Si torna finalmente al Lungobisenzio, che sperabilmente (occhio all’avverbio: la speranza è l’ultima a morire, perché moriamo prima noi) riaprirà nella prossima gara casalinga. Era diventato la favola dello stento che-dura-tanto-tempo-e-non-finisce-mai, costringendo il tifoso a peregrinazioni in campi diversi o a guardarsi le partite sul divano di casa, un vino andato all’aceto, un deserto popolato di solitudini riscattate da un telecomando che cliccava su scampoli di gare regalate da Tv Prato con il commento competente di Massimiliano Masi. Torneremo nel "grande prato verde dove nascono speranze che si chiamano ragazzi" come cantava Morandi. Le trepidazioni sono le stesse, anche se siamo in serie D, che nel panorama calcistico vale zero meno zero. Ma è l’emiciclo che conta.

Cominciò qui in via Firenze il 7 settembre 1941 l’avventura biancazzurra, con l’amichevole Prato-Genoa, poi dieci campionati in serie B, gli altri in C e gli ultimi in D con un’altalena da far venire il mal di testa all’aspirina. Non solo calcio. Anche spettacoli fra cui il 6 luglio 1989 Liberi liberi (Vasco Rossi); il 3 settembre 1991 tour Le Nuvole ( Fabrizio De André); il 7 settembre 2007 Tutto Dante (Roberto Benigni), finché il 10 novembre 2015 vi atterrò anche Papa Francesco nell’auspicio di un’inversione di risultati. Non fu così. La Dinasty Toccafondi, una delle realtà più importanti del trasporto nazionale, ha deciso di cedere banco, baracca e chiccheri a zero lire, con Paolo Toccafondi che si è ricreato un’appendice calcistica livornese per rifarsi la bocca. Sul terreno del Lungobisenzio, filtro eccellente (mai un rinvio per pioggia), avevano familiarizzato allenatori di grido, che hanno puppato al mestolo biancazzurro: Viciani seminatore d’oro, Orrico finito all’Inter e due, diventati commissari tecnici della nazionale, come Valcareggi e Bearzot, perché Prato era una scuola difficile ma formativa. Come sciare all’Abetone: se ti va bene lì, sei buono per tutte le piste. Si succedevano calciatori come Segato, Loranzi (celebre per il flirt con Marisa Allasio, che venne a vederlo giocare al Lungobisenzio e ci fece sentire tutti poveri ma belli come il suo celebre film), Taccola, Bertini, Boninsegna, Esposito, Lenzi, Vieri, Diamanti. Impossibile sotterrare anni di storia biancazzurra, data dalla memoria di sportivi come Ubaldo Miliotti, che alla morte volle essere avvolto nel "glorioso vessillo biancazzurro" come lui lo chiamava, Guarnieri, Moncini, Gori, Pucci, Ciampi, Medico. Ci sono le speranze infrante e i sogni realizzati: le trasferte in treno organizzate da Anconetani; i mille tifosi in bicicletta nelle trasferte a Quarrata e Agliana con bici Coppini sponsor; l’aereo inviato da Cerbai sul campo dell’Arezzo con volantini inneggianti al Prato; la vittoria in un torneo nazionale di Coppa Italia con Ciccio Esposito; gli avvicendamenti societari esauriti per forza propria, mai con diktat da esproprio proletario.

— Sezione dati —

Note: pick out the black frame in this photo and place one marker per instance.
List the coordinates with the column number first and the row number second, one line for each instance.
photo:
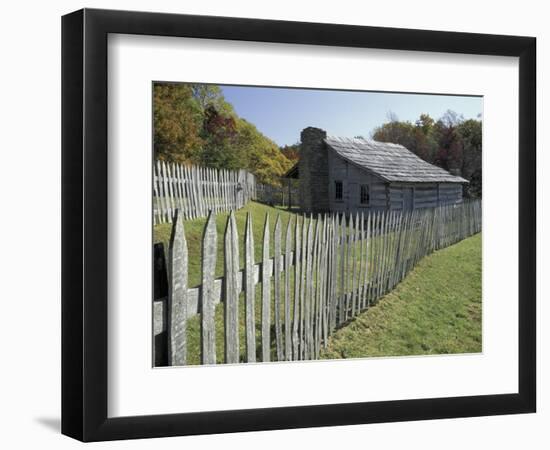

— Compito da svolgere —
Secondo l'estratto selezionato, in che data e con quale partita cominciò l'avventura biancazzurra in via Firenze? Il materiale qui non ha alcun ruolo.

— Risposta al compito —
Il 7 settembre 1941, con l'amichevole Prato-Genoa.